Excerpted passage Start Marker

Previously, hospitals didn’t want to be in the business of dispensing outpatient drugs. Patients were expected to go to a retail pharmacy for those. Now, hospitals are trying to figure out how they can establish specialty pharmacies so that they can capture extra drug revenue, Liticker said.
With providers working hard to boost pro t margins, payers are pushing back with tightened benefit verification procedures, Liticker said. “It used to be you could call up and say, ‘I’ve got a non–small cell lung cancer patient. Here’s the regimen, here’s the criteria, go for it.’ Now, all of a sudden, you’re having to provide all of the different tumor markers, all of the different genetic studies.” Getting all of those preliminaries done in time to give the patient prompt treatment is becoming more difficult, he said. Payers will explain, “We’re just trying to make sure that what you want to use for this tumor is actually what’s needed for this tumor based on this evidence bucket that’s out there.”
The type of work academic centers do has been changing, Liticker said. Before, patients would be sent to one of these institutions when their options for successful treatment at community cancer centers were running out. Now, academic centers are competing for first-line patients just as aggressively as the community clinics, he said. It also used to be the case that oncologists practicing in academic centers had far more freedom to prescribe than community center doctors. “When you look at the difference in approval criteria, oftentimes what’s needed to get something approved in an academic institution isn’t as rigorous as what’s required for a private practice. “The primary reason is that private practice physicians will feel the financial sting of medicines that go unpaid. “That’s their money or their loss of money.”
At academic centers nowadays, “even though most of the physician salaries are not tied to the income coming in from this prior authorization process or lack thereof, we’re seeing institutions close their doors or at least divest their infusion business because they can no longer afford the medications.”
Liticker sees a problem with some of the pathways and guidelines for treatment that payers are setting up. Occasionally, an expert reviewer who isn’t an oncologist will stand duty as a watchdog on payment decisions. “Pediatricians sitting on a board trying to make decisions for oncology pathways doesn’t make a whole lot of sense,” he said.
A trend that is likely to affect everybody is the growth of the standalone infusion center business. This could drive a lot of infusion out of community practices and into centers that do various other types of infusion, too. This could become a problem for patients who need the specialized care that oncology centers can provide, he said.
Another challenge affecting practices is the movement toward multiple providers and multiple sites of care, particularly with new models of patient-focused care. It’s important for physicians to know whom the patients are seeing and for what reasons. “I don’t know if your patients are better than ours, but our patients aren’t really good at telling us everything that’s happened to them, every place they go, and all the medications involved,” Liticker said.

Excerpted passage End Marker

Copy the part of the passage on oncology pharmacy between "Previously, hospitals didn’t" and "revenue, Liticker said.", inclusive, replacing "retail pharmacy" with "community drugstore". The records are separate material and have nothing to do with the passage.

Data supplied Start Marker

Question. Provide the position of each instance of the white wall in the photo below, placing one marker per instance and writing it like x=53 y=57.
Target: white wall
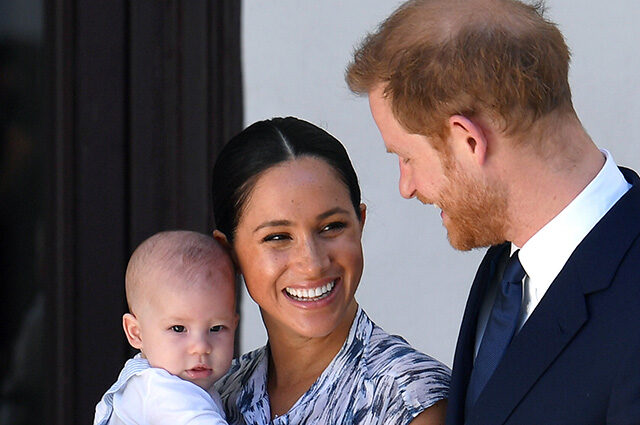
x=414 y=283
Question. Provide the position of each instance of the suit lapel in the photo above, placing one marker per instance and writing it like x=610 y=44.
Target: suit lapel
x=558 y=317
x=562 y=311
x=463 y=359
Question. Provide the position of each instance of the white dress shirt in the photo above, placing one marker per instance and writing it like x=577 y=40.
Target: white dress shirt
x=545 y=254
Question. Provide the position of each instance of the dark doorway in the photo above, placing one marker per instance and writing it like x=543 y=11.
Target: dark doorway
x=111 y=116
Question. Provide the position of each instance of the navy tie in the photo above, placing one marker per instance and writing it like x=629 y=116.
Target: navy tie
x=500 y=329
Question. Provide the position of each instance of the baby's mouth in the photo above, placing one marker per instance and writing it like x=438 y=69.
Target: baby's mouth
x=200 y=371
x=311 y=294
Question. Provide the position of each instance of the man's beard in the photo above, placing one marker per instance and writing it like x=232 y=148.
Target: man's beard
x=476 y=211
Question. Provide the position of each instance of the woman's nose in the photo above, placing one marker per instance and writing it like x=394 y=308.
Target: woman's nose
x=311 y=257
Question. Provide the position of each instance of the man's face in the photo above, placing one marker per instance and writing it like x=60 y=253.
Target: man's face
x=472 y=211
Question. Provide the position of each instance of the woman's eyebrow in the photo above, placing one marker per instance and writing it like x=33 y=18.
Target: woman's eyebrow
x=272 y=223
x=332 y=211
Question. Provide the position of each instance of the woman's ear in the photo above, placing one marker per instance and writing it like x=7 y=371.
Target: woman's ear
x=363 y=215
x=222 y=240
x=132 y=330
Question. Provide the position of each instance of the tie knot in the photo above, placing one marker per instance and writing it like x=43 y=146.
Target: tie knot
x=513 y=272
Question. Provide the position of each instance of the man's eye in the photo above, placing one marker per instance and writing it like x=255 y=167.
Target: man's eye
x=276 y=237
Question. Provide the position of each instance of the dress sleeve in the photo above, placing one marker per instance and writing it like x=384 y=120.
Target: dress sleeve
x=160 y=398
x=410 y=391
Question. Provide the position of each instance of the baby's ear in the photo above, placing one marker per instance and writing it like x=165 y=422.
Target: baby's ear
x=132 y=330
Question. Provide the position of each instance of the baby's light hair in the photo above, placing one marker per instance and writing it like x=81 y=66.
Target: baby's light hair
x=182 y=252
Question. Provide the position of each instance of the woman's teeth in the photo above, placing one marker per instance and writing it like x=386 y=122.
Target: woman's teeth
x=312 y=294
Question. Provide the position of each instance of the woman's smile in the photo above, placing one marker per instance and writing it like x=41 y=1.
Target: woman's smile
x=298 y=246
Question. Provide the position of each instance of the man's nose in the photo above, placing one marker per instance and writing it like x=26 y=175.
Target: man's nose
x=405 y=185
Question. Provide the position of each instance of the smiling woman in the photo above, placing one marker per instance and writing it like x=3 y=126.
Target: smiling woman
x=287 y=202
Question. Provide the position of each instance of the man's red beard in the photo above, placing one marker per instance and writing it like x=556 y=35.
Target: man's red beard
x=475 y=211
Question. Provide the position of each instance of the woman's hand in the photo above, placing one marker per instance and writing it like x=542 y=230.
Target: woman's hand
x=433 y=415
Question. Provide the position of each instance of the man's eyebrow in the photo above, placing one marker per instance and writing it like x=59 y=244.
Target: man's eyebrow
x=272 y=223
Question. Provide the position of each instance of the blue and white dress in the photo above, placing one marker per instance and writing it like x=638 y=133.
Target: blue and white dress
x=375 y=378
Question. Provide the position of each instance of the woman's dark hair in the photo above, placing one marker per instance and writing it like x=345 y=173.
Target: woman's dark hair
x=263 y=145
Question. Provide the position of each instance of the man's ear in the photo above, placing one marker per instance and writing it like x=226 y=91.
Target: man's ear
x=132 y=330
x=472 y=138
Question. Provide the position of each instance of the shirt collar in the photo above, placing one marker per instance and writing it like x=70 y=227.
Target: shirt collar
x=545 y=254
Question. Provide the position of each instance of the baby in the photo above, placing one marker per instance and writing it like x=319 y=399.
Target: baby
x=182 y=318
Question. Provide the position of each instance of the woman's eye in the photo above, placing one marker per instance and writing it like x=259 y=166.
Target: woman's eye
x=337 y=225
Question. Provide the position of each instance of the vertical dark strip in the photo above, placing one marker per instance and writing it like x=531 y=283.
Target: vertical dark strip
x=99 y=157
x=61 y=195
x=225 y=92
x=141 y=100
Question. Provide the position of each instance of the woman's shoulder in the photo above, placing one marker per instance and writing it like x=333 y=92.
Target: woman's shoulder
x=242 y=370
x=391 y=357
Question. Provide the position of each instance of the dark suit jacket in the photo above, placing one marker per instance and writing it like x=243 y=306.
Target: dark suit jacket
x=577 y=358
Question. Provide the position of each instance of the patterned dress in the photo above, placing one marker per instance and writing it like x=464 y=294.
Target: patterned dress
x=375 y=378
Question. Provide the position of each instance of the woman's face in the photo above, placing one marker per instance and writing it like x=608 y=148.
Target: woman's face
x=298 y=247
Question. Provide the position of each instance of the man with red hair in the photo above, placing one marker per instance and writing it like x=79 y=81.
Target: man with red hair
x=473 y=97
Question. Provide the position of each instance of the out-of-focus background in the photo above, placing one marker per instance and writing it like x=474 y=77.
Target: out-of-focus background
x=112 y=113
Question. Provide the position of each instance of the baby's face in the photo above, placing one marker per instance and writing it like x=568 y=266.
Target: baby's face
x=188 y=329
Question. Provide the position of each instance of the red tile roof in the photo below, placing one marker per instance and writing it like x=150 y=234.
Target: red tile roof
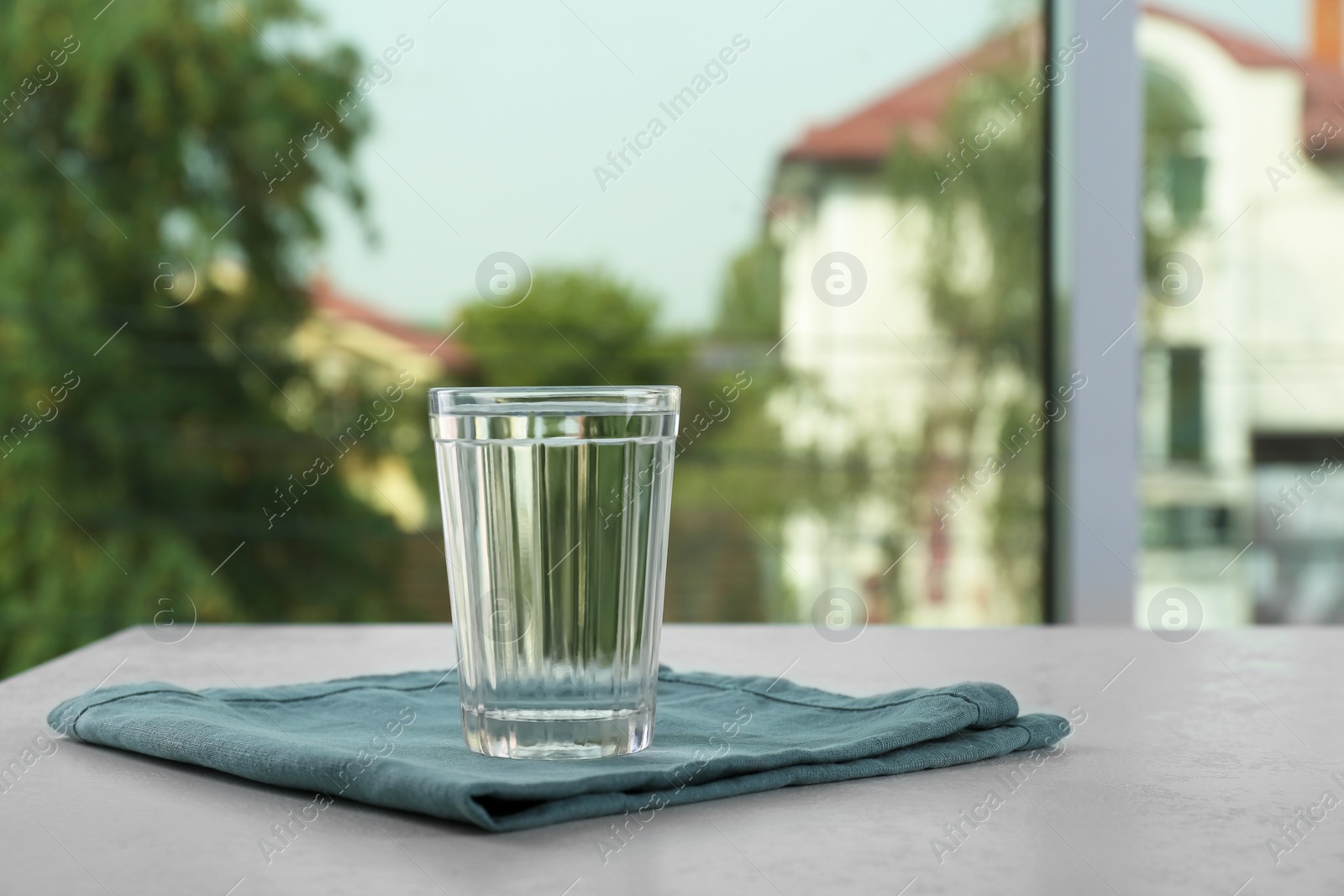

Data supplied End Marker

(Response to the task):
Previously, hospitals didn’t want to be in the business of dispensing outpatient drugs. Patients were expected to go to a community drugstore for those. Now, hospitals are trying to figure out how they can establish specialty pharmacies so that they can capture extra drug revenue, Liticker said.